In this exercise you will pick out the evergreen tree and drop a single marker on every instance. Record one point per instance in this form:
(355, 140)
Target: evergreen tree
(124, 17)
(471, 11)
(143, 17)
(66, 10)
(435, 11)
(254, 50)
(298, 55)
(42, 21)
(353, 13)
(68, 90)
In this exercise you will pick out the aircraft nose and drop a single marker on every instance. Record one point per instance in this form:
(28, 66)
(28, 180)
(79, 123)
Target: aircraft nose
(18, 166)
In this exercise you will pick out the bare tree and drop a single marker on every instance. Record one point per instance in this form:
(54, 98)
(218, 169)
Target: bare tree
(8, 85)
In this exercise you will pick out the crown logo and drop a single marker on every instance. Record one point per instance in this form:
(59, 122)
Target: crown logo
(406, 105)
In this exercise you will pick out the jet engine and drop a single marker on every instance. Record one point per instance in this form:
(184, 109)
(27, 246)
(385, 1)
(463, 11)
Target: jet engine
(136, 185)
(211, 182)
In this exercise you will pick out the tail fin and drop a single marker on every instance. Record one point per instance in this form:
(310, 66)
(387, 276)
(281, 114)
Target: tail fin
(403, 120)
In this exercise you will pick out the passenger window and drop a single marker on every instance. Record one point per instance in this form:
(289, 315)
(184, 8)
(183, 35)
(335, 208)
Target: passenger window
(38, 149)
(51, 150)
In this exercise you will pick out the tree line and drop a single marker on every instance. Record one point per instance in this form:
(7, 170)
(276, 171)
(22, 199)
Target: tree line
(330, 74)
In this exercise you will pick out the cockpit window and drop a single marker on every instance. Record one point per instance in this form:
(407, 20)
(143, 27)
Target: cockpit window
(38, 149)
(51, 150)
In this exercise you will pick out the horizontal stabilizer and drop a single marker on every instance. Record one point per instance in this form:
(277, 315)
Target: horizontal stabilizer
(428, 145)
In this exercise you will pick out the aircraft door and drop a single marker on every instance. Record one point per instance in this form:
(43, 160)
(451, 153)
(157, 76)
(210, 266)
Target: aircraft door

> **Directions for this task**: Arrange every line of the records above as a Markdown table with the columns Row and Line, numbering the rows and leaving out blank lines.

> **Written reply**:
| Row | Line |
|---|---|
| 1 | In this exercise you will pick out the evergreen tree and drop a single marker on every instance. Record one point per instance in this form: |
| 2 | (355, 140) |
| 3 | Target: evergreen tree |
| 4 | (124, 17) |
| 5 | (471, 11) |
| 6 | (143, 17) |
| 7 | (66, 10) |
| 8 | (435, 11) |
| 9 | (254, 50) |
| 10 | (298, 55) |
| 11 | (42, 21) |
| 12 | (353, 13) |
| 13 | (68, 90) |
| 14 | In this exercise you will pick out the aircraft nose and drop a single marker on every instance. Record one point per instance in this form: |
| 15 | (28, 66) |
| 16 | (28, 180) |
| 17 | (79, 123) |
| 18 | Target: aircraft nose |
| 19 | (18, 166) |
| 20 | In this exercise you will pick out the bare tree and drop a single marker on every instance. Record one point per instance in this form: |
| 21 | (54, 98) |
| 22 | (218, 169) |
| 23 | Target: bare tree |
| 24 | (8, 85) |
| 25 | In this exercise you will pick out the crown logo and drop a single marker on every instance. Record one point per instance in this form: |
| 26 | (59, 122) |
| 27 | Target: crown logo |
| 28 | (406, 105) |
| 29 | In this exercise you will pick out the jet engine and drop a single marker on every instance. Record one point per instance in this form: |
| 30 | (184, 109) |
| 31 | (27, 246) |
| 32 | (385, 1) |
| 33 | (463, 11) |
| 34 | Target: jet engine |
| 35 | (136, 185) |
| 36 | (211, 182) |
| 37 | In this exercise you will pick out the tail fin and drop a single marker on every instance. Record one point per instance in this form: |
| 38 | (310, 66) |
| 39 | (387, 276) |
| 40 | (281, 114) |
| 41 | Target: tail fin |
| 42 | (403, 120) |
| 43 | In this exercise you will pick out the passenger window and drop a single marker on every instance. Record one point per instance in this form: |
| 44 | (289, 315) |
| 45 | (184, 8) |
| 46 | (183, 35) |
| 47 | (335, 208) |
| 48 | Target: passenger window |
| 49 | (38, 149) |
| 50 | (51, 150) |
| 51 | In this exercise you will pick out the tree line and drop a single marker on every instance. Record one point per instance in this form: |
| 52 | (7, 170) |
| 53 | (276, 171) |
| 54 | (22, 199) |
| 55 | Target: tree line |
| 56 | (330, 74) |
| 57 | In this exercise you will pick out the cockpit window and drop a single marker on every instance. Record one point per instance in this form: |
| 58 | (407, 20) |
| 59 | (143, 27) |
| 60 | Target: cockpit window |
| 61 | (38, 149) |
| 62 | (51, 150) |
| 63 | In this exercise you will pick out the horizontal stabilizer and drop a single marker on every instance. Record one point per instance in this form: |
| 64 | (277, 315) |
| 65 | Target: horizontal stabilizer |
| 66 | (428, 145) |
| 67 | In this exercise you will pick out the aircraft door and drop a single marker on every instance. Record one point per instance in this form: |
| 68 | (43, 160) |
| 69 | (451, 153) |
| 70 | (157, 76) |
| 71 | (210, 266) |
| 72 | Target: aircraft door |